Segment Open

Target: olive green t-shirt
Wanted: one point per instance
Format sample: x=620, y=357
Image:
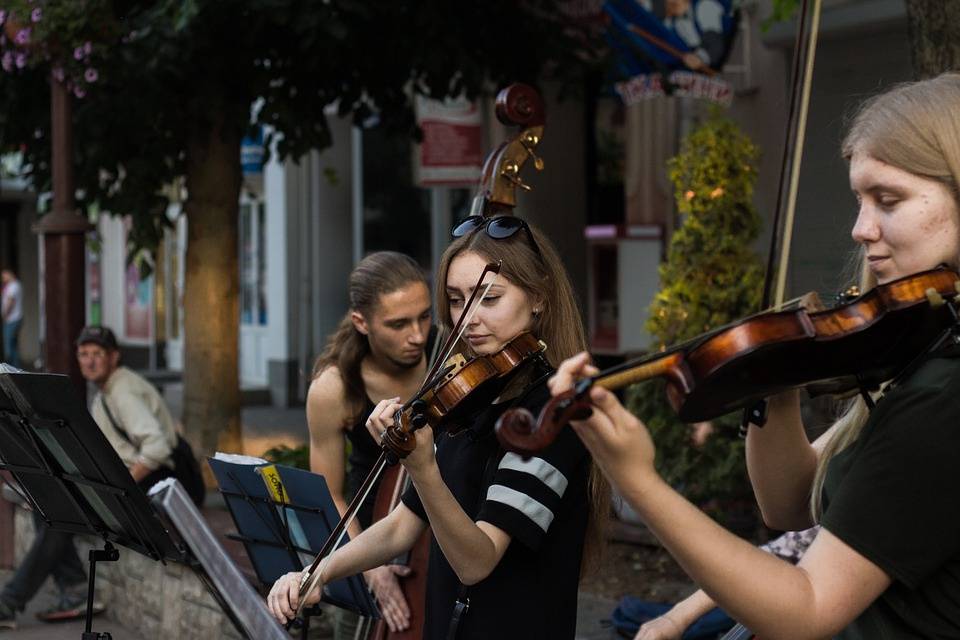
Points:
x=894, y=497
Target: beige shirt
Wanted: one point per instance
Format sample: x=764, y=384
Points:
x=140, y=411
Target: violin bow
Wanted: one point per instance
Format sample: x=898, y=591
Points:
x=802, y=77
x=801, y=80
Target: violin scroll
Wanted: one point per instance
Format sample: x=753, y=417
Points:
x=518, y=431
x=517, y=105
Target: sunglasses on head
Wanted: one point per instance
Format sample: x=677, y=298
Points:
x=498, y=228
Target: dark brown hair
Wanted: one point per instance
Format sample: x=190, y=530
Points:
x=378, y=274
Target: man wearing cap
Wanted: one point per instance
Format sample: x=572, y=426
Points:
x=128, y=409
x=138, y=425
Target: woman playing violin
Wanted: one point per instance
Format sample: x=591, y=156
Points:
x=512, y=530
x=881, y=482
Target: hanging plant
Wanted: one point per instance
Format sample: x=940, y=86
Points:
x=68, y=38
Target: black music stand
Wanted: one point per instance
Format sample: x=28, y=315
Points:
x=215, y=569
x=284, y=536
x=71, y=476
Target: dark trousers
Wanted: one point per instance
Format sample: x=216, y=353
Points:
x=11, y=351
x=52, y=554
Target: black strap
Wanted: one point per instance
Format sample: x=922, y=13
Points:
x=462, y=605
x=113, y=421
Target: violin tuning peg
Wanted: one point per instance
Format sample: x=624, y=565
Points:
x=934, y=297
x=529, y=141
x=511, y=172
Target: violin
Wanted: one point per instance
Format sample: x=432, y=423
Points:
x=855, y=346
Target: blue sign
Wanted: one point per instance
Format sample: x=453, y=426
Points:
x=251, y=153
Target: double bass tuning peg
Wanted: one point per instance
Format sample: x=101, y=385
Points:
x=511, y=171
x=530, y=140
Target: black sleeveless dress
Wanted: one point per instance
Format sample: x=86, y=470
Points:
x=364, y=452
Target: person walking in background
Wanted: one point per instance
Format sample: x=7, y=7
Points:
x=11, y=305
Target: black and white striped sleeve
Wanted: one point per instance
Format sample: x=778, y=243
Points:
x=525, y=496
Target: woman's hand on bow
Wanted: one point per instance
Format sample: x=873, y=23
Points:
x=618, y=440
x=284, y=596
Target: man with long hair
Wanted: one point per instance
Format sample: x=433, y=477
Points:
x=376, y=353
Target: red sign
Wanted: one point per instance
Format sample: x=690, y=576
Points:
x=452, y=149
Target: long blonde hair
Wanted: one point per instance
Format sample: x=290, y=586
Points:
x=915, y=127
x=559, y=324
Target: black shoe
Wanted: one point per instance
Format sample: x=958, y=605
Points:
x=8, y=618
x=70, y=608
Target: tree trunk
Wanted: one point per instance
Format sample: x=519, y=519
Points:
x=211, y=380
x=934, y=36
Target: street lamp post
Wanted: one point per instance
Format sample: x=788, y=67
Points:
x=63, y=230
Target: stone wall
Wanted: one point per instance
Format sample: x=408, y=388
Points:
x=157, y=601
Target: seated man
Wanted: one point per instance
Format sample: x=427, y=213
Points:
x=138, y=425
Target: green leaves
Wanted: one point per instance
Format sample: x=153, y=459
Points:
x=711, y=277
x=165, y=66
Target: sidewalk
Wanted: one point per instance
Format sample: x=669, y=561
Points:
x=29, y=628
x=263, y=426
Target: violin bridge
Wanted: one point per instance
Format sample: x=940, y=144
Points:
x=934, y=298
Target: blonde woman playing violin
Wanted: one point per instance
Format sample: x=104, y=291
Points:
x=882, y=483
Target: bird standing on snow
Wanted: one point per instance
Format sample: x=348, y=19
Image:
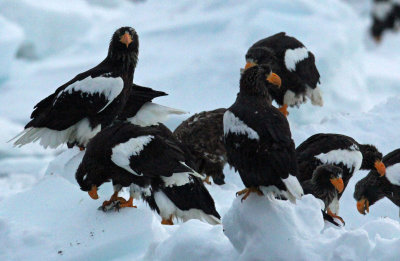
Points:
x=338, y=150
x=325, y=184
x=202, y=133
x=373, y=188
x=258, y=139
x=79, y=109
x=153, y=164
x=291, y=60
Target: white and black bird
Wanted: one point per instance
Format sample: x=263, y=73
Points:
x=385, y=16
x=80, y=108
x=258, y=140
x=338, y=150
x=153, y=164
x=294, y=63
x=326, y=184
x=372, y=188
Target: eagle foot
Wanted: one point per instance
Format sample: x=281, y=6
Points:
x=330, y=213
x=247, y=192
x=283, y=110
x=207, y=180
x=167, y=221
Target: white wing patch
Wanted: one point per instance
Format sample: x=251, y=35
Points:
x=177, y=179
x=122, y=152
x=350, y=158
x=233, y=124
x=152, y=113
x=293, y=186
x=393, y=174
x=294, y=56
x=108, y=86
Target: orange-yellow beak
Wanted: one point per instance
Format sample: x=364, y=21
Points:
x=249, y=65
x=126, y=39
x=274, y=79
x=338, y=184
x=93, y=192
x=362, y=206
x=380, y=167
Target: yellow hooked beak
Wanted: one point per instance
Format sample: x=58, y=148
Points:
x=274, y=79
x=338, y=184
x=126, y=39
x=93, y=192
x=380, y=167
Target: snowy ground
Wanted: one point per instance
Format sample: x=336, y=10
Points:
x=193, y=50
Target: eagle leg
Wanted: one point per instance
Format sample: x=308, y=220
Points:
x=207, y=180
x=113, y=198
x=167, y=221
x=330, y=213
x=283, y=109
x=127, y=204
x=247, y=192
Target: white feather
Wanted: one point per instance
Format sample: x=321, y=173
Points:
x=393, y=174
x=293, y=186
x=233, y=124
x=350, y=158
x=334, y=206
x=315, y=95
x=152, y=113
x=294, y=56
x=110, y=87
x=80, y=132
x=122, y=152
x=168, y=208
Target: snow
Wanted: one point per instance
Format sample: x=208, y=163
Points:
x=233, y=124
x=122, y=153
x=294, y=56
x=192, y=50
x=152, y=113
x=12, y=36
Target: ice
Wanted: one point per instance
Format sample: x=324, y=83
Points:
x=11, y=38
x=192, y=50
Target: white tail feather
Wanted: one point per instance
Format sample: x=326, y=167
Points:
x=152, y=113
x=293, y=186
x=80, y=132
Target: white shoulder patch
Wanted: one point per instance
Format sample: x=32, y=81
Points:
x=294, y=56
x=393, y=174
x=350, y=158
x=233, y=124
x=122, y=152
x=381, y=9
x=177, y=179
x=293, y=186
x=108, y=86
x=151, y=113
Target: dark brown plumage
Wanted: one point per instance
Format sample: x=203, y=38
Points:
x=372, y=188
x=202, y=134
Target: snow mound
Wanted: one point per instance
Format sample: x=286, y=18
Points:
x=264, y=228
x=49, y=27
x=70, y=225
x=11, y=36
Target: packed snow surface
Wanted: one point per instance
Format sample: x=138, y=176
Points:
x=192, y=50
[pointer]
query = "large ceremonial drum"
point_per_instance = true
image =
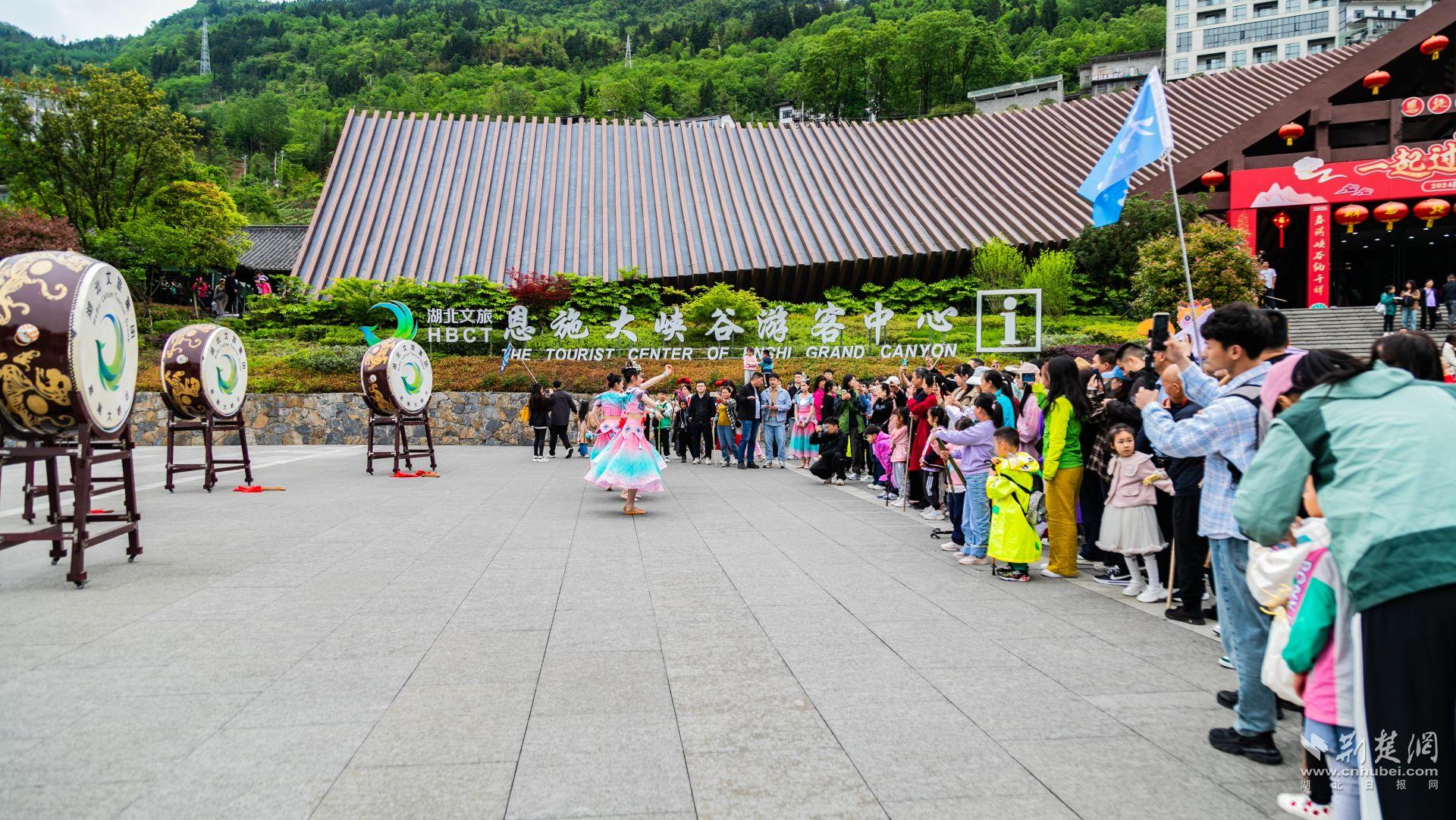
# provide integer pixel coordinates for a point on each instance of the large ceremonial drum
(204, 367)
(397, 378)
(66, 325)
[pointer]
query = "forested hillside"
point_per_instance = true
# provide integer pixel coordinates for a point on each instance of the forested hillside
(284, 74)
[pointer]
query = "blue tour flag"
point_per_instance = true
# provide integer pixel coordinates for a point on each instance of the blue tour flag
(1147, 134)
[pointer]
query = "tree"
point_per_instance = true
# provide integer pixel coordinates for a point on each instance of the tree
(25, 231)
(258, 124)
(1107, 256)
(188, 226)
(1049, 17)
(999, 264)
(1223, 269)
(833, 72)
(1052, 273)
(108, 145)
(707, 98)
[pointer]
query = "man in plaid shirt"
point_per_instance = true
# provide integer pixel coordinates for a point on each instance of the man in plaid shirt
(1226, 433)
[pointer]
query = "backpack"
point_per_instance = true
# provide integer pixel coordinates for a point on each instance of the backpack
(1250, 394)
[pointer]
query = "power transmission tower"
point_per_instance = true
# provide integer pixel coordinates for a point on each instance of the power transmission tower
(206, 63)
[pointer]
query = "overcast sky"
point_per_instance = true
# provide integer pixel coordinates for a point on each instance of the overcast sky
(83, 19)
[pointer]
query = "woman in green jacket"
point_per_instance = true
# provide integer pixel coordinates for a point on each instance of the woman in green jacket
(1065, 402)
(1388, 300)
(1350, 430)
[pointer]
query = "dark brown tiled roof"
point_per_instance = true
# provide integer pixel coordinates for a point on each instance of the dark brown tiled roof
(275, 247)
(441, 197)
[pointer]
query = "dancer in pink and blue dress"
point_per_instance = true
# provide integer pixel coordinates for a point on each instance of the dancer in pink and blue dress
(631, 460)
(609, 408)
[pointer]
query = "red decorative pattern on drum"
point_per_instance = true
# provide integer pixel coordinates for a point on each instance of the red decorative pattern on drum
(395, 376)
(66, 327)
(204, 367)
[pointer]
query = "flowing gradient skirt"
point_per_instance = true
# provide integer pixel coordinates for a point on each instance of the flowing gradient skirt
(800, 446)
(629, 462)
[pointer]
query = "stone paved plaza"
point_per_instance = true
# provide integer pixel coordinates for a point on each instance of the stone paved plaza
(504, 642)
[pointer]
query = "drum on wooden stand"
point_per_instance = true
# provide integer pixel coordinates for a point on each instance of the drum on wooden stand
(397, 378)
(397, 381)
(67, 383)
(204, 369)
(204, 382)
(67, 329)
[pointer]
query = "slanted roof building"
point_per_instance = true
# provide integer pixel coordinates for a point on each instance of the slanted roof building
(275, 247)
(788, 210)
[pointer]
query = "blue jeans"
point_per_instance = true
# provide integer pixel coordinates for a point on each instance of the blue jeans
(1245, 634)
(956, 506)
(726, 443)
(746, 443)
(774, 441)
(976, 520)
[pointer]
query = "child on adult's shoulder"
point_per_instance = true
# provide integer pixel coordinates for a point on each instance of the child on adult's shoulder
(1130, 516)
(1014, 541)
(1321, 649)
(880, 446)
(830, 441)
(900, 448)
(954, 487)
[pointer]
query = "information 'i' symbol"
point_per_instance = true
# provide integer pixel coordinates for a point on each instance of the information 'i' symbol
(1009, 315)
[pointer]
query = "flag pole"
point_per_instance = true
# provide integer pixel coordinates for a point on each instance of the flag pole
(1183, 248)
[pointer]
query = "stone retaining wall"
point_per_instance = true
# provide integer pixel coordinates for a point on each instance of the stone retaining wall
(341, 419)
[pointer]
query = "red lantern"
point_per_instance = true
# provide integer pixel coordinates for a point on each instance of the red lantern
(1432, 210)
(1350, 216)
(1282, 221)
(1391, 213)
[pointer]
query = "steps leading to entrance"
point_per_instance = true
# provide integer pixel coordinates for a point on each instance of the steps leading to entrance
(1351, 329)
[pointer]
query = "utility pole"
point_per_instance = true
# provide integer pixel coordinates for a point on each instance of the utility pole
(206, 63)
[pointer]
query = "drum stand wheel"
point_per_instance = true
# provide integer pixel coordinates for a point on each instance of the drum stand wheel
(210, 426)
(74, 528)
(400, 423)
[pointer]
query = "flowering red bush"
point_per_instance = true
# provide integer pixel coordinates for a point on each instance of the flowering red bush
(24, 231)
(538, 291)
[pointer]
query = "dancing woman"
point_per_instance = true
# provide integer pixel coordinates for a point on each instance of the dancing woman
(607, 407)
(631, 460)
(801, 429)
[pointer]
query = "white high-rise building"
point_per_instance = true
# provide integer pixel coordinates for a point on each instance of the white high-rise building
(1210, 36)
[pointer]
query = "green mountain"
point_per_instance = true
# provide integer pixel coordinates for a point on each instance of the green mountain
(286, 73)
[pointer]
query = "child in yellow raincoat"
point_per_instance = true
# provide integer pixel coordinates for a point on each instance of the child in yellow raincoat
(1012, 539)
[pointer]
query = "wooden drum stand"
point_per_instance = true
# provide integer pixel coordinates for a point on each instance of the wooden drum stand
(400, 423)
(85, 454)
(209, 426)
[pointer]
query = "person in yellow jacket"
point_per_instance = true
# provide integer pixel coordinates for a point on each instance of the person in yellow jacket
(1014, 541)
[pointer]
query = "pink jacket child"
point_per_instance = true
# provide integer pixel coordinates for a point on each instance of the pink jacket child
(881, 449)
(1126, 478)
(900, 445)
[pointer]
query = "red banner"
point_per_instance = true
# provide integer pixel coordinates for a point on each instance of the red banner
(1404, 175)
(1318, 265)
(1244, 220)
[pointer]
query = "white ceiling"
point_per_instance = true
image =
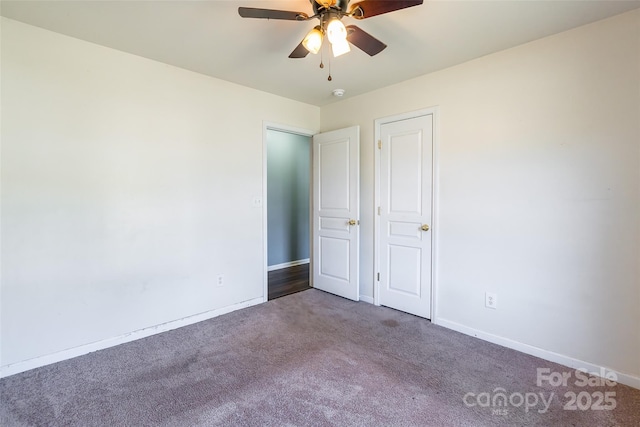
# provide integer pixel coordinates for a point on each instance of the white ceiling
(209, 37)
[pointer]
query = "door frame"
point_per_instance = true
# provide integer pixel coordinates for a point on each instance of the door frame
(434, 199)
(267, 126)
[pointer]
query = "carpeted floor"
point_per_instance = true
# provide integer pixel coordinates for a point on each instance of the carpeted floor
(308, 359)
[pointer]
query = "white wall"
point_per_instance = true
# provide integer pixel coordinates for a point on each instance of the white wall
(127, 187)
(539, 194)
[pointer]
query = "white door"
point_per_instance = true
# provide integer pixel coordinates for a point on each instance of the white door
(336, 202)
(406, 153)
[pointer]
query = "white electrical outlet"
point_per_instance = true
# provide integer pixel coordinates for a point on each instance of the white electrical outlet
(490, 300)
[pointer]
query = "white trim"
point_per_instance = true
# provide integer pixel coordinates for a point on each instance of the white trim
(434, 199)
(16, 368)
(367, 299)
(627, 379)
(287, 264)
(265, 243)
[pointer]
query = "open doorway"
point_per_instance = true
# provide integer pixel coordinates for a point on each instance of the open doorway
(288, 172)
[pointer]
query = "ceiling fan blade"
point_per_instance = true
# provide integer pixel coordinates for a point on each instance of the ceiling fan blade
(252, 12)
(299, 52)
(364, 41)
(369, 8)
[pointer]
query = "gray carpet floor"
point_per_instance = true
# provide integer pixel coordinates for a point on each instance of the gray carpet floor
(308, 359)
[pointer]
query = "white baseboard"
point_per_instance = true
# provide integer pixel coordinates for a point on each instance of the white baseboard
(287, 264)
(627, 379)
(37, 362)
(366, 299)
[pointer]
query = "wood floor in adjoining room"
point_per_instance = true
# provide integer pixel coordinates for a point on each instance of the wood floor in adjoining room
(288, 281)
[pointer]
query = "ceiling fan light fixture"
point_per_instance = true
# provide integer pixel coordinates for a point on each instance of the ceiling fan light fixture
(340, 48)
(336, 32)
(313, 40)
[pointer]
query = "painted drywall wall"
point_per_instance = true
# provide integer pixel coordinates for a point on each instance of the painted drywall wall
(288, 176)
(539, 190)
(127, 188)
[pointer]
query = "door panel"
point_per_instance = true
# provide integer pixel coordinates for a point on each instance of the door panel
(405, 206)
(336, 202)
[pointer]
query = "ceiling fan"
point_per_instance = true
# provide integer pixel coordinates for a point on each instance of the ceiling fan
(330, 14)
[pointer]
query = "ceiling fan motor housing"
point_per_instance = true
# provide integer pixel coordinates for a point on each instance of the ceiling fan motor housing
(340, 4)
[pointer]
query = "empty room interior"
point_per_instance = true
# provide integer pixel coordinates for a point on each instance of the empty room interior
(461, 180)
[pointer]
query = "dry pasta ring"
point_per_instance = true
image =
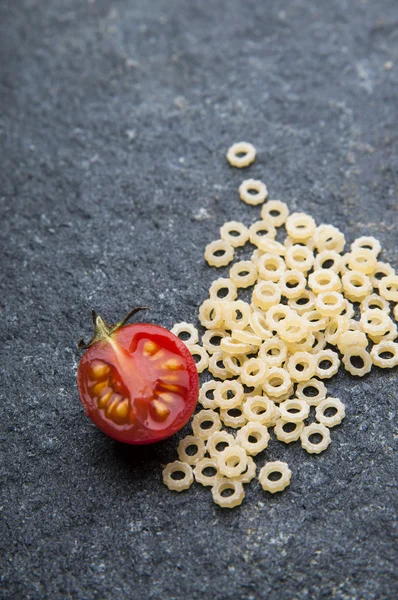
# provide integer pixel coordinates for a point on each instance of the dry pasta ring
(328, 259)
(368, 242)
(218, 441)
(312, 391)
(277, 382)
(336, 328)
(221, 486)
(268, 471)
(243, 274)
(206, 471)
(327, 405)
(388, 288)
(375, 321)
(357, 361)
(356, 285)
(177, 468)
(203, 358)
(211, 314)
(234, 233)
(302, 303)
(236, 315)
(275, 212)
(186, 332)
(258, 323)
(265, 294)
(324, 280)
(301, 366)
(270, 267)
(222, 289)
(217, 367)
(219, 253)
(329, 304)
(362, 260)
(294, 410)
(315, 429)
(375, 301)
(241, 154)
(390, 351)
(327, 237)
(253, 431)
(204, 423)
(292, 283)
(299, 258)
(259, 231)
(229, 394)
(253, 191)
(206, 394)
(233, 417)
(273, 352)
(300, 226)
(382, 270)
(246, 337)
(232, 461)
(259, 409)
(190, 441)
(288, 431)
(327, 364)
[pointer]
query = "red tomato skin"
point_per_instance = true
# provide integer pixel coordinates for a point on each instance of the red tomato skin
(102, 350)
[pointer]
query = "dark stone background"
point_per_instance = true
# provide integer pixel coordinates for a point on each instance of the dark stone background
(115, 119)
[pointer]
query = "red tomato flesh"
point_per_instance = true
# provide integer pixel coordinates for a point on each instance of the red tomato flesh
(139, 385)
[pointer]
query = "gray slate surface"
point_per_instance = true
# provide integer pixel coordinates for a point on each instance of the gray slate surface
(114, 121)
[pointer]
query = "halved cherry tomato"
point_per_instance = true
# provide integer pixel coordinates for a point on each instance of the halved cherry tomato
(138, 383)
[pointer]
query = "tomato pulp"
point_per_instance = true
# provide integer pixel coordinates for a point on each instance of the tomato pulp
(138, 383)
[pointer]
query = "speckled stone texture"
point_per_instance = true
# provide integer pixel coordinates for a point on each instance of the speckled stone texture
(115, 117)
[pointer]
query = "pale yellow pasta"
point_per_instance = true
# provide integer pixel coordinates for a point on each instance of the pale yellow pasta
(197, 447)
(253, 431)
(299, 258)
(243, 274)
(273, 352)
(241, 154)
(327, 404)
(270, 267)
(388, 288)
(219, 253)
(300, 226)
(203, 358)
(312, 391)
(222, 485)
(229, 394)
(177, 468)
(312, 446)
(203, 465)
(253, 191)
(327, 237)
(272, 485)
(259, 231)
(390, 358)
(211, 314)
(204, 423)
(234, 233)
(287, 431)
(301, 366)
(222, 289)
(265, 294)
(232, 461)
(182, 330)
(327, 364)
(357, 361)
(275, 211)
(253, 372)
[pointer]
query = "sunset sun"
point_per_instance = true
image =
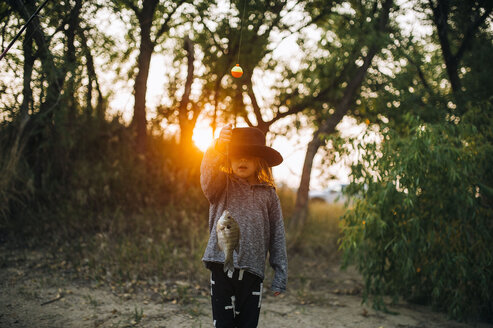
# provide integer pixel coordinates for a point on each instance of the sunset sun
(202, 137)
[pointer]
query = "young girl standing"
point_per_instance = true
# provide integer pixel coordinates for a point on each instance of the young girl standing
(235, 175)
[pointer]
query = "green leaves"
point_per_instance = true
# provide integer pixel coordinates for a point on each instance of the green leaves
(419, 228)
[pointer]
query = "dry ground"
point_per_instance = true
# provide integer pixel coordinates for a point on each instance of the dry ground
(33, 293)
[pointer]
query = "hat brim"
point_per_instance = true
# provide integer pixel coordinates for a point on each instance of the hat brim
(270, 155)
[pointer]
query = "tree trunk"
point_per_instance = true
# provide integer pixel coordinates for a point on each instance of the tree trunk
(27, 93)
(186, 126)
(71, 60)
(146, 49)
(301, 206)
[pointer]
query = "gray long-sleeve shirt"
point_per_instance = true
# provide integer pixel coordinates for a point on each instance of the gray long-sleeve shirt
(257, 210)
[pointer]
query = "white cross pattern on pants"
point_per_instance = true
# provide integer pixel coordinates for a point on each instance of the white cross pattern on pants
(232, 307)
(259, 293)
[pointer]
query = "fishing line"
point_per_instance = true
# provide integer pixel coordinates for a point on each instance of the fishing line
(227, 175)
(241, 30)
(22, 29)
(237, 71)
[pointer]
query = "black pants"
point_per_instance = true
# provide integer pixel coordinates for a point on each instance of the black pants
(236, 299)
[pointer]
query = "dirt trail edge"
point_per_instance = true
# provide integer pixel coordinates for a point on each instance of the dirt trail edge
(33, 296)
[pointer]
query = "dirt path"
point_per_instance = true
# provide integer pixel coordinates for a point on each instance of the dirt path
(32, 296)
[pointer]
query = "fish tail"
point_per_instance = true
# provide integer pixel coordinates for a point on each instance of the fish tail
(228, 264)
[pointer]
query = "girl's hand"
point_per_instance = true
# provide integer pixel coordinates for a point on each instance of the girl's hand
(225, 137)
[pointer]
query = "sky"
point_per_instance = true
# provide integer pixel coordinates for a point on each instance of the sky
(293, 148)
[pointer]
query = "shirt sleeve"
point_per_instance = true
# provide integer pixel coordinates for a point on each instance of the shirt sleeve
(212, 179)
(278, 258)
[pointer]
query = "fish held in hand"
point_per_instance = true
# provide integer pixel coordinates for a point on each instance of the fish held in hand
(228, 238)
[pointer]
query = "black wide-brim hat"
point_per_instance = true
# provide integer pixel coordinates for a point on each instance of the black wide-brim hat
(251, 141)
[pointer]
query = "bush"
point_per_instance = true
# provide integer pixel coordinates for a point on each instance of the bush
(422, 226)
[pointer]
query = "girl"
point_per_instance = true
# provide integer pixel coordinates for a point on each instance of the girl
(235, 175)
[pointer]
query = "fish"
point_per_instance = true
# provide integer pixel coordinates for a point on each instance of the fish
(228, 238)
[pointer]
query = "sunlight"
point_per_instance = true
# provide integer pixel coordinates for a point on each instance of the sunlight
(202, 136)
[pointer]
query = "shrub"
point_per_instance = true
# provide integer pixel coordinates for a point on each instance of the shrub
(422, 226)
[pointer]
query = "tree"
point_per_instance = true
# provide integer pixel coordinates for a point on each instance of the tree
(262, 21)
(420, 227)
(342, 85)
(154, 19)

Segment Closed

◆ Task to complete
Output the records above as they stand, from the first line to the line with "Target: man wearing cap", inclusive, and exclude the pictures.

◆ Solution for this task
Target: olive green t-shirt
Wanted: one point per instance
Format sample: x=620, y=357
Image:
Points:
x=894, y=497
Target: beige shirt
Wanted: one point per instance
Format sample: x=764, y=384
Points:
x=140, y=411
Target: violin bow
Wanted: one point per instance
Format sample: x=898, y=591
Points:
x=802, y=77
x=801, y=80
Target: violin scroll
Wanted: one point per instance
Format sample: x=753, y=417
Points:
x=518, y=431
x=517, y=105
Target: sunglasses on head
Wanted: one point per instance
Format sample: x=677, y=298
Points:
x=498, y=228
Target: dark brown hair
Wanted: one point per instance
Format sample: x=190, y=530
Points:
x=378, y=274
Target: man wearing cap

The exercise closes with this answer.